(LISTED ENTRIES Opens)

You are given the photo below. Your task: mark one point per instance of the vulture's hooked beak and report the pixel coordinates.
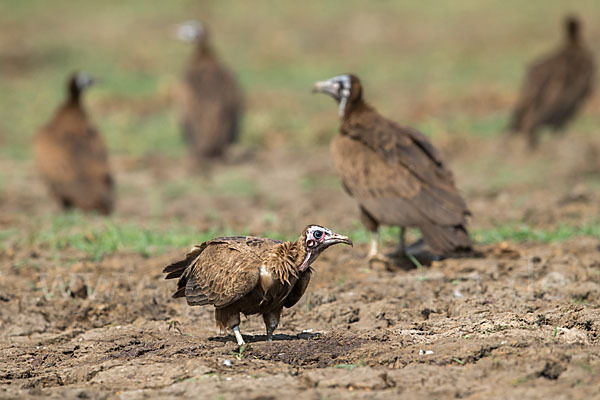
(336, 238)
(329, 86)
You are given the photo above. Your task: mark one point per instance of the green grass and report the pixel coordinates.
(97, 237)
(408, 53)
(520, 233)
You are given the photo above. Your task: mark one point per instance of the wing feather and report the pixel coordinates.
(397, 175)
(220, 271)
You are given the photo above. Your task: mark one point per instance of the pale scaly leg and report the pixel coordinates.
(238, 336)
(271, 321)
(401, 249)
(373, 252)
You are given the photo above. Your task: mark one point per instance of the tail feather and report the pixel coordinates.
(446, 239)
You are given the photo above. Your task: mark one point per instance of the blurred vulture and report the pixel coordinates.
(210, 103)
(395, 174)
(71, 156)
(250, 275)
(556, 86)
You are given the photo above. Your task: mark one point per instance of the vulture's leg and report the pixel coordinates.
(401, 249)
(238, 335)
(271, 321)
(374, 251)
(230, 318)
(373, 226)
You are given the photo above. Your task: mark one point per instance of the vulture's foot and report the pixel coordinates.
(379, 258)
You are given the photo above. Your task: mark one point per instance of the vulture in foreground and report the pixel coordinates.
(209, 102)
(555, 87)
(395, 174)
(250, 275)
(71, 155)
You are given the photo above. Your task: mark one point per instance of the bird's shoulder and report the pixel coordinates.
(395, 143)
(225, 269)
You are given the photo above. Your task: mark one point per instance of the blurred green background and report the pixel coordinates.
(451, 69)
(417, 60)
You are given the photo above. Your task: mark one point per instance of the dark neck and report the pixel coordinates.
(287, 258)
(355, 109)
(203, 49)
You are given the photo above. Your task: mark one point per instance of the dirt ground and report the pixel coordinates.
(513, 321)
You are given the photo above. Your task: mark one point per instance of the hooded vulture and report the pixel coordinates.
(555, 87)
(250, 275)
(71, 155)
(210, 101)
(395, 174)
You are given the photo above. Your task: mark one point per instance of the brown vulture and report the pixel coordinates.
(250, 275)
(556, 86)
(395, 174)
(71, 155)
(210, 101)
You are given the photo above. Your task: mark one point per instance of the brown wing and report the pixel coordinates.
(210, 107)
(73, 160)
(220, 271)
(396, 175)
(554, 88)
(298, 289)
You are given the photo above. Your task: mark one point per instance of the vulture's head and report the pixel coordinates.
(572, 27)
(78, 82)
(192, 31)
(315, 239)
(345, 89)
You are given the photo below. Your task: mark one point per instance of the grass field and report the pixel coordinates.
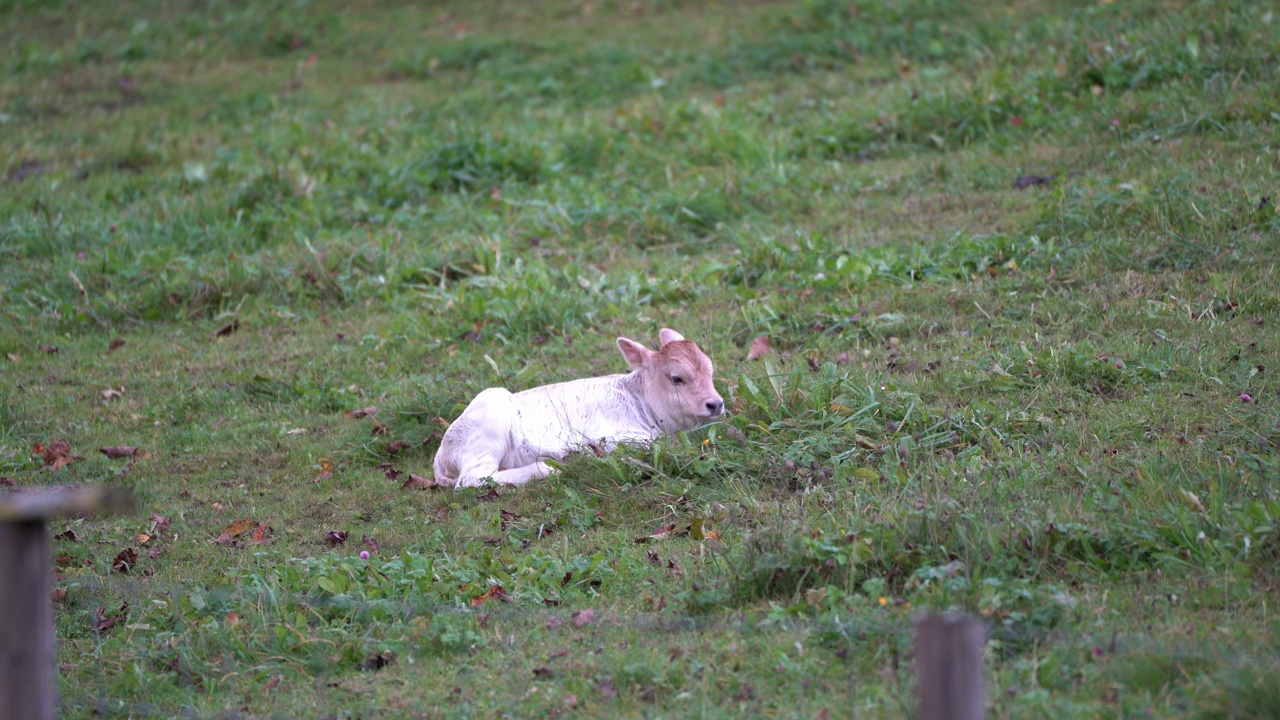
(1016, 263)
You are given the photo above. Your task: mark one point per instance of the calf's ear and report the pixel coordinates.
(667, 335)
(638, 355)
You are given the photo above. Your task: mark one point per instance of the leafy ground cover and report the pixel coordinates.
(1016, 268)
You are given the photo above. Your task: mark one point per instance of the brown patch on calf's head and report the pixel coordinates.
(676, 381)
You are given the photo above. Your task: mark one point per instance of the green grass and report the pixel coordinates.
(1022, 402)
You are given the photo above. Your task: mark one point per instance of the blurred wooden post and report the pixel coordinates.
(28, 664)
(949, 669)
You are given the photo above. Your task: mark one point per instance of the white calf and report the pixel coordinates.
(506, 436)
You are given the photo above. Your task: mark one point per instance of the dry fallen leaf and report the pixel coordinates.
(103, 623)
(126, 560)
(759, 347)
(236, 529)
(507, 518)
(661, 533)
(58, 455)
(493, 592)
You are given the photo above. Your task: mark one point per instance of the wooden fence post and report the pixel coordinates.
(28, 664)
(949, 669)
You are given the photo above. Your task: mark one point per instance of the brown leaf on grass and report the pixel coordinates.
(759, 347)
(126, 560)
(228, 328)
(58, 455)
(234, 531)
(494, 592)
(101, 623)
(507, 518)
(419, 482)
(661, 533)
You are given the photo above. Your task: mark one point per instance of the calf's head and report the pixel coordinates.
(676, 381)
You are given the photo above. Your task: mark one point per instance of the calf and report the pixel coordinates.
(506, 436)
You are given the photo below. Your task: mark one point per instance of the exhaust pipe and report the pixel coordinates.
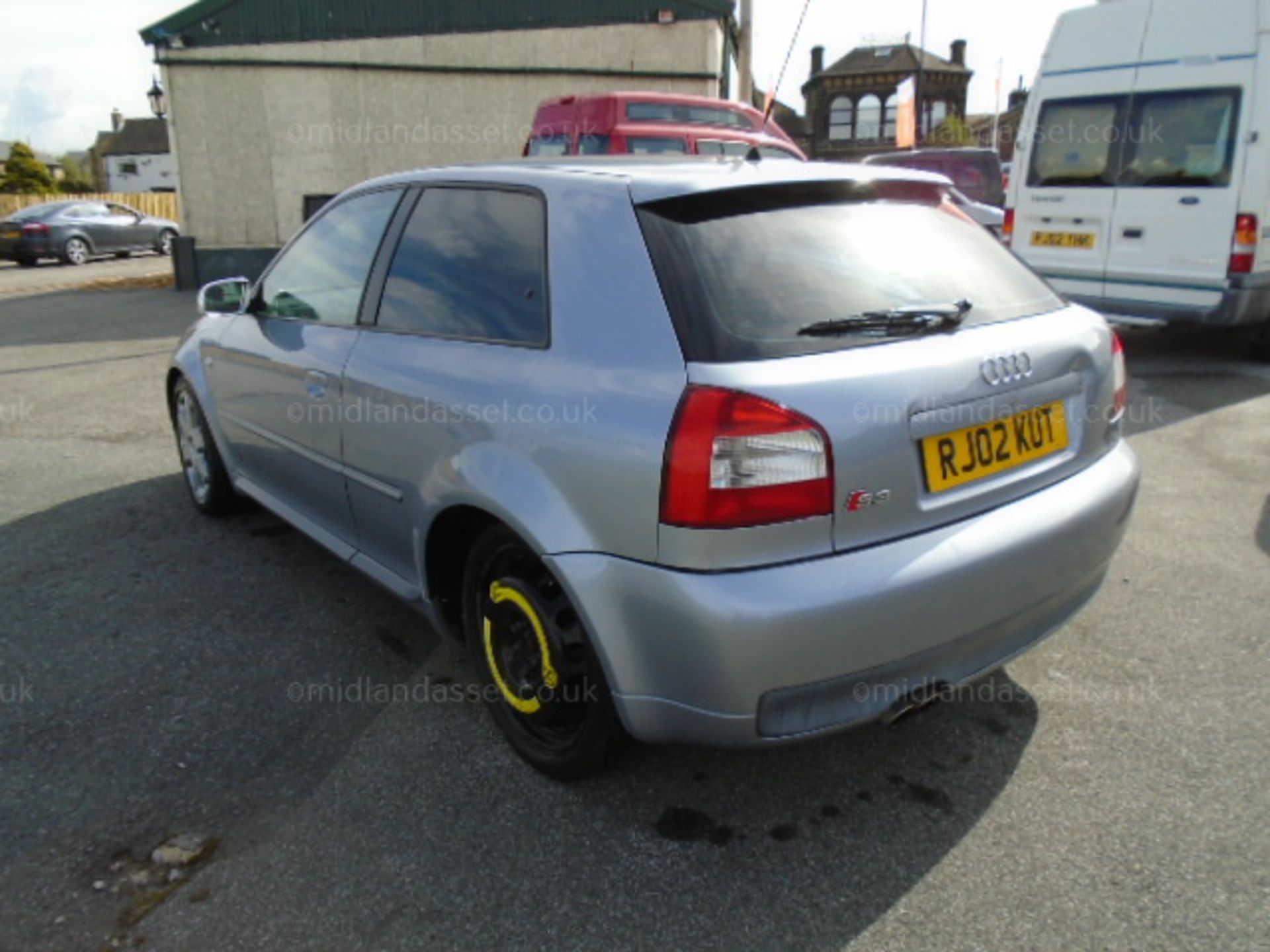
(915, 701)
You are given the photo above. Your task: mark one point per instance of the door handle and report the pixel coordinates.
(316, 382)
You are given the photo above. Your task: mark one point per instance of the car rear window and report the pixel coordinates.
(1171, 138)
(742, 270)
(1187, 139)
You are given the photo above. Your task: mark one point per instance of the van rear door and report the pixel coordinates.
(1179, 190)
(1067, 167)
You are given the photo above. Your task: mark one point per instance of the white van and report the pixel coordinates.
(1142, 175)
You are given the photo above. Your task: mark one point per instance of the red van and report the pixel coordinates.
(643, 124)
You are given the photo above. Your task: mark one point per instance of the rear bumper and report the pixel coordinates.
(774, 654)
(17, 249)
(1245, 301)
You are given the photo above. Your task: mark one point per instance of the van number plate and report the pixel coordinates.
(1064, 239)
(988, 448)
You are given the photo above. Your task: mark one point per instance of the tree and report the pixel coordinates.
(24, 175)
(77, 180)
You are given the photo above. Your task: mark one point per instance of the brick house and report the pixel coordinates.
(851, 106)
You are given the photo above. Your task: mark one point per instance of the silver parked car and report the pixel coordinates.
(714, 451)
(79, 230)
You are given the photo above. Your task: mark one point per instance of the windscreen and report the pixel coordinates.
(743, 270)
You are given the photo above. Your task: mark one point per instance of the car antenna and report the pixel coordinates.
(771, 97)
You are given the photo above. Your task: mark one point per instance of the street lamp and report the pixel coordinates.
(158, 99)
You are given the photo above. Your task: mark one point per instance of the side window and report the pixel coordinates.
(472, 264)
(1078, 143)
(595, 143)
(321, 276)
(550, 145)
(654, 145)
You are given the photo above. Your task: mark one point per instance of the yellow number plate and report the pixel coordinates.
(988, 448)
(1064, 239)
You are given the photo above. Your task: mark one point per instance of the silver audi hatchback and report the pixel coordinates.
(718, 451)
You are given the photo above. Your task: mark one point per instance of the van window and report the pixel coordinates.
(472, 264)
(679, 112)
(1181, 139)
(743, 270)
(549, 145)
(1078, 143)
(718, 146)
(656, 145)
(595, 143)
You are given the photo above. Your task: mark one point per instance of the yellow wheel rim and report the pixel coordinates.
(499, 593)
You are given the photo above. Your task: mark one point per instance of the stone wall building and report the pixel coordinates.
(851, 106)
(276, 104)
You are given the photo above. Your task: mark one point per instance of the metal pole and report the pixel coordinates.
(996, 113)
(917, 87)
(746, 55)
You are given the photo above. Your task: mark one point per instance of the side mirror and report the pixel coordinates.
(228, 296)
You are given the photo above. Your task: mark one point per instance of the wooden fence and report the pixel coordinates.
(163, 205)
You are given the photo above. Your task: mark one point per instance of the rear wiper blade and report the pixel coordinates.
(911, 319)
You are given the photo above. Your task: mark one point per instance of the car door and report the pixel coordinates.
(95, 220)
(461, 321)
(276, 371)
(132, 233)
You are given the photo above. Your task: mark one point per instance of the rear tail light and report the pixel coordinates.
(737, 460)
(1121, 377)
(1244, 251)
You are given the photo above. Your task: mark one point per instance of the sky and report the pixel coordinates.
(67, 63)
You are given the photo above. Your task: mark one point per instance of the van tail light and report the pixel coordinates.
(1121, 377)
(1244, 251)
(738, 460)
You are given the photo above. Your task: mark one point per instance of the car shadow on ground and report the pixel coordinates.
(160, 648)
(1263, 531)
(1184, 372)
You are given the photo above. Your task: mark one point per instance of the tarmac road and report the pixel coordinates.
(164, 673)
(52, 276)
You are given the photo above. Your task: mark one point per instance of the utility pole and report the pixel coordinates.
(917, 87)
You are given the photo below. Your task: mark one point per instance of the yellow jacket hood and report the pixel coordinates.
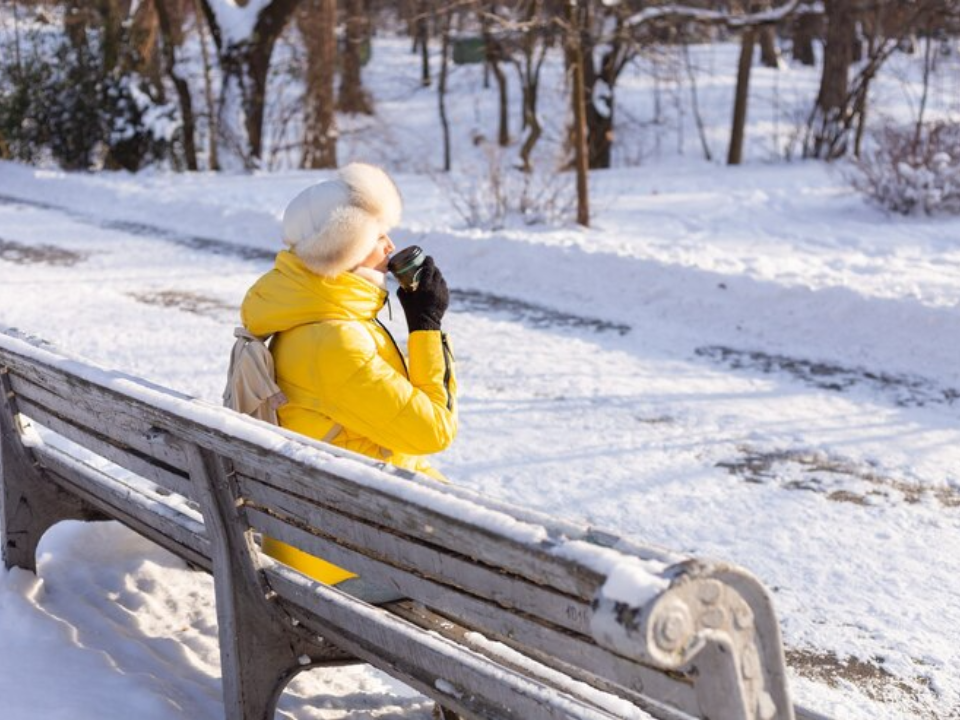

(LISTED ENTRIES Closes)

Repeat the records in full, exactly as they appear, without the pictures.

**ANSWER SECTION:**
You are given the photo below. Your task: mark one point per instance of the vulture's hooked beak and report the pixel coordinates.
(336, 238)
(329, 86)
You are given the photo above. Your task: mark one point per instance of the green grass and report the pixel coordinates.
(97, 237)
(408, 53)
(520, 233)
You are given the photo above. Your task: mark one point per instance of the wing feather and report the pixel coordinates.
(397, 175)
(220, 271)
You are given the photo above. Your task: mark one point per instance of the pale scaly leg and report the pixel coordinates.
(238, 336)
(271, 321)
(401, 249)
(373, 252)
You are given the photo above. Your task: mark one point per instance of the tail feather and report the pixel coordinates.
(446, 239)
You are given the photo above. Your task: mark one point per instance of the blurred vulture and report the pixel coordinates.
(210, 103)
(395, 174)
(71, 156)
(250, 275)
(556, 86)
You are given the photo above. Your task: mark one point per instance of the vulture's leg and report the pixel coordinates.
(401, 249)
(238, 335)
(271, 321)
(374, 251)
(230, 318)
(373, 226)
You are given the photo above. Your task: mark one point per instance of the vulture's foot and report the pixel coordinates.
(379, 258)
You are given the photo above. Your task: mark one point per instance of the vulture in foreground and report the pixel coordinates.
(209, 102)
(555, 87)
(395, 174)
(250, 275)
(71, 155)
You are given the photo above. Your task: mark one point per instance of the bird's shoulder and report the pixel coordinates.
(395, 143)
(225, 269)
You are given the photo above. Your task: mark one point per instance of the blurred green background and report the pixel coordinates.
(451, 69)
(417, 60)
You are given the photo above. Your task: mark one point per instance of the dark neck and report the pixel coordinates.
(287, 258)
(355, 109)
(203, 49)
You are given the photo above. Your task: mark one point per instance of the dirt ground and report the pixel coordinates.
(513, 321)
You are given the photo above. Your task: mark one point per instance of the hooded vulture and report the pixel coordinates.
(555, 87)
(250, 275)
(71, 155)
(210, 101)
(395, 174)
You are given the photo above. Your task: mark one point per instance of the brown vulture and report the pixel coordinates.
(250, 275)
(556, 86)
(395, 174)
(71, 155)
(210, 101)
You are given the photo above. Your task: mark one point per instance of the brown wing and report the pixel coordinates.
(210, 107)
(73, 160)
(220, 271)
(396, 175)
(554, 88)
(298, 289)
You are given the photo above. Your task: mark one point per instance of the vulture's head and report the pixel coordinates.
(572, 27)
(78, 82)
(192, 31)
(315, 239)
(345, 89)
You are given the photo below. Your task: mark one point per instance of the grass field and report the pixel coordinates.
(1016, 263)
You are given the photo above. Your task: mark one point per instance of the calf's ear and report the pixel coordinates.
(667, 335)
(638, 355)
You are given the photo above. Your task: mark one point per instance of the leafy ground cover and report the pixel coordinates.
(1016, 268)
You are given the photo above. Your task: mark one point per instance of the brown patch on calf's head and report the pixel coordinates.
(676, 381)
You are given the photo above. Your task: mark one point per instance of the green grass and report the pixel coordinates.
(1022, 402)
You are given the photo above. Your task: mark one point per instance of the blurred wooden post and report the pixel coordinates.
(28, 664)
(949, 669)
You are given the photo above. Your task: mark one point per instance of the white calf and report the pixel coordinates.
(506, 436)
You are given the photo above. Your task: mark one point per instance of the dry fallen leaf and report the pixel coordinates.
(103, 623)
(126, 560)
(759, 347)
(236, 529)
(507, 518)
(661, 533)
(58, 455)
(493, 592)
You are given the photo above. Your task: mark one point per instance of the wooden fence post and report the pixel coordinates.
(28, 664)
(949, 669)
You are given the photo above. Your task: mark one point per instance of the brown leaf on grass and report the pixel coordinates.
(759, 347)
(126, 560)
(228, 328)
(58, 455)
(234, 531)
(494, 592)
(101, 623)
(507, 518)
(419, 482)
(661, 533)
You are given the photo above. Your task: mark one point per instance of the calf's head and report the pixel coordinates.
(676, 381)
You are given the photo above. Your task: mark one point per instance of the calf and report the pixel coordinates.
(506, 436)
You are given the photo below. Your task: mark one point per instance of the exhaust pipe and report the pixel coordinates.
(915, 701)
You are given the photo above. Your task: mark one point per instance of the door handle and report the pixel coordinates.
(316, 382)
You are given the photo above. Your task: mark one point per instance of the car rear window and report the pixel coordinates.
(1171, 138)
(742, 270)
(1187, 139)
You are given the photo above. Your task: mark one point per instance of the van rear door and report the pixel coordinates.
(1179, 190)
(1067, 167)
You are given the photo above. Your task: mark one point per instance of the white van and report the pixel coordinates.
(1142, 175)
You are given the photo above. Your task: mark one point per instance of the red van and report the pixel coordinates.
(643, 124)
You are given the photo above. Your task: mark one point per instance of the rear bumper and report the pixel coordinates.
(774, 654)
(17, 249)
(1245, 301)
You are given the photo above. Your task: mark one point per instance of the van number plate and report the pixel coordinates.
(1064, 239)
(988, 448)
You are given the photo above. Your task: mark one point per instance of the tree and report the pixel coordinates.
(24, 175)
(77, 180)
You are given the photo above. Your task: mark one point per instance of the brick house and report the pixel coordinates.
(851, 106)
You are given the photo above. Your task: mark one point per instance of the silver parked car and report the pixel coordinates.
(714, 451)
(79, 230)
You are given the photo above. Your task: mark one point per instance of the windscreen and report the pixel coordinates.
(743, 270)
You are given the photo above. Your task: mark one point per instance of the car antenna and report the pixel coordinates.
(771, 97)
You are given the photo above. Your task: mark one point per instance of the street lamp and report the pixel coordinates.
(158, 99)
You are given the photo above. Your task: mark one point per instance of the side window and report the pixel coordinates.
(472, 264)
(1078, 143)
(595, 143)
(321, 276)
(550, 145)
(654, 145)
You are given the photo above. Your task: mark one point per instance of the yellow number plate and report the pixel coordinates.
(988, 448)
(1064, 239)
You are given the photo above. Your task: mark one point per instance of the silver audi hatchback and report the pixel coordinates.
(718, 451)
You are given the photo above. Your task: mark one point per instance of the van window and report the pixel coordinates.
(472, 264)
(679, 112)
(1181, 139)
(743, 270)
(549, 145)
(1078, 143)
(718, 146)
(656, 145)
(595, 143)
You are given the photo above. Your task: mark one point per instance of the yellow wheel rim and report the pixel coordinates.
(499, 593)
You are given the photo above. Your task: mark one point per instance of the stone wall building and report the pixel coordinates.
(851, 106)
(276, 104)
You are given the photo above. Your task: mark one point per instance of the metal pole and report the pixel coordinates.
(996, 113)
(917, 87)
(746, 55)
You are given the photo above. Your task: mark one point per instance of the side mirror and report the pixel coordinates.
(228, 296)
You are given the photo above. Your task: mark one point per instance of the wooden fence and report the pixel coordinates.
(163, 205)
You are given the photo above. Your task: mark one point per instance of the rear wiper blade and report the pixel coordinates.
(911, 319)
You are given the photo above. Your task: mark one point per instance of the car door and report the pixel coordinates.
(95, 220)
(461, 321)
(276, 371)
(132, 233)
You are given the photo above. Your task: mark one point per instance of the rear tail light and report the pixel coordinates.
(737, 460)
(1121, 377)
(1244, 251)
You are given the photo above. Your task: mark one point per instance of the sky and report the pixel coordinates.
(67, 63)
You are given the photo above. Your task: mark one point per instance of the van tail light and report the pixel coordinates.
(1121, 377)
(1244, 251)
(738, 460)
You are given the photo above. Your task: mark one point per instance of the car shadow on ground and report the pixel coordinates.
(160, 648)
(1263, 531)
(1184, 372)
You are given the photo above. Your task: mark one point per instance of the tarmac road and report the pixel coordinates.
(164, 673)
(52, 276)
You are given the photo above. Your task: mark one point per instance of the utility pole and report the pixel coordinates.
(917, 87)
You are given the photo below. Your task: mark one point per instance of the yellow jacket hood and report the pixel coordinates.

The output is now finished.